El Triunfo del Villano




La sorpresiva victoria de Donald Trump en la elección políticamente más relevante del planeta, nos obliga a reaccionar rápidamente, reflexionando por encima de lugares comunes, porque ya es inexorable que desde el próximo enero el hombre más poderoso del mundo será efectivamente el villano de la película: famoso malvado de un reality show, un empresario tan exitoso como polémico en sus declaraciones nacionalistas y sexistas, repudiado por todo el progresismo cultural y la mayor parte del periodismo, vanidoso de su rigor forzado y terriblemente egocéntrico. Este escenario nos remite inexorablemente a la más temida y maniquea pregunta de nuestra infancia: ¿qué pasa cuando ganan los “malos”?
Primeramente corresponde eludir una pose de forzada indiferencia ante el resultado de una elección en la que los argentinos no participamos: guste o no, Estados Unidos es desde hace casi un siglo la punta de lanza del sistema capitalista y un protagonista primario del orden mundial, determinando con sus decisiones políticas, económicas y hasta bélicas el clima y la paz del resto del planeta. Es decir que, aunque tardemos más o menos en asumirlo, esta elección paradigmática realizada por extraños y a miles de kilómetros nos influirá en alguna medida a todos por los próximos años.
El modelo estadounidense de democracia, la más antigua sin interrupciones de la historia (ya con 240 años), se ha caracterizado por un bipartidismo que jamás se ha quebrado y que tampoco lo hace ahora, pues si bien Trump es un novato absoluto en la política (esta es su primer elección y no ha desempeñado antes cargo público alguno), ha optado por competir directamente por la presidencia dentro de la estructura partidaria del Partido Republicano (el más viejo y el más conservador), evitando autopostulaciones extrapartidarias como la que una década atrás intentara infructuosamente otro millonario excéntrico, Ross Perrot, con tremenda inversión electoral y nulos resultados. Trump no llega entonces por un golpe de suerte, sino como un fenómeno electoral que venció cada obstáculo de la larguísima campaña presidencial norteamericana (de más de un año intensivo desde la postulación), desgastando primero en los caucus a sus formados contendientes partidarios (senadores y gobernadores), para ir atrapando luego las preferencias del electorado medio norteamericano caracterizado por los “wasp” (white anglo saxon protestants, mayoría blanca protestante anglosajona), con un discurso proteccionista de los intereses nacionales, con desprecio por ciertas minorías (los latinos en particular y los inmigrantes ilegales en general) y posturas de indefendible machismo. Y claramente no pudo contra su irrefrenable avance a la Casa Blanca la equilibrada figura demócrata de Hillary Clinton, de perfil marcadamente antagónico, con toda su experiencia en el mundo de la política (ex primera dama, senadora, canciller norteamericana) con el apoyo de la mayoría del mundo político tradicional, incluyendo hasta algunas fuertes figuras republicanas, todos más espantados del discurso populista extremo de Trump que enamorados de la tibieza de las posturas continuistas de la candidata oficialista.

Datos mostrados >>

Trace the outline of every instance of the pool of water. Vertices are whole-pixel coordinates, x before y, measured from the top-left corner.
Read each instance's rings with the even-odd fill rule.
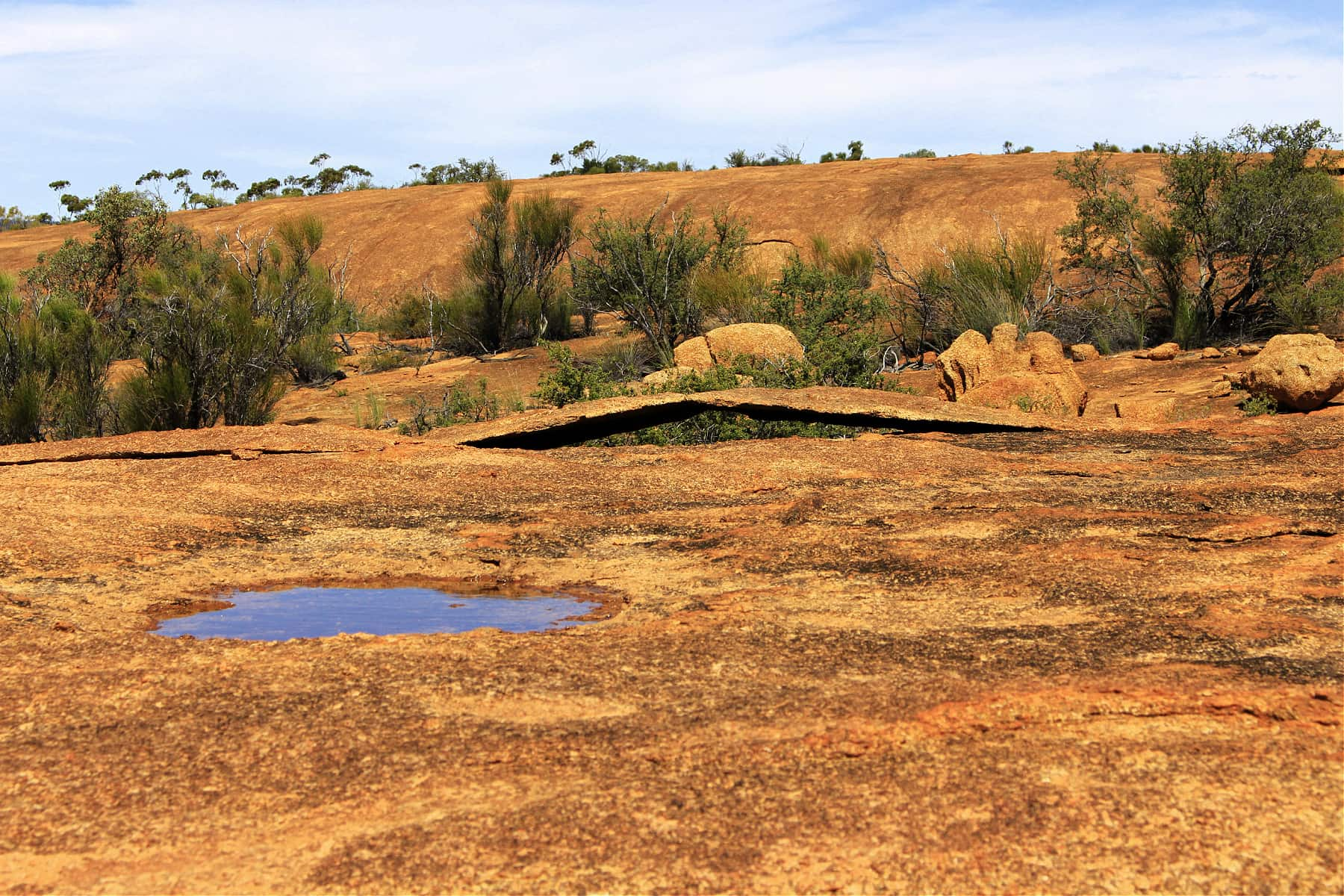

Consigna >> Reproduce del artículo sobre la victoria de Trump el tramo que va desde "Primeramente corresponde eludir" hasta "los próximos años.". Para resolver, apóyate únicamente en el texto.

Solución >>
Primeramente corresponde eludir una pose de forzada indiferencia ante el resultado de una elección en la que los argentinos no participamos: guste o no, Estados Unidos es desde hace casi un siglo la punta de lanza del sistema capitalista y un protagonista primario del orden mundial, determinando con sus decisiones políticas, económicas y hasta bélicas el clima y la paz del resto del planeta. Es decir que, aunque tardemos más o menos en asumirlo, esta elección paradigmática realizada por extraños y a miles de kilómetros nos influirá en alguna medida a todos por los próximos años.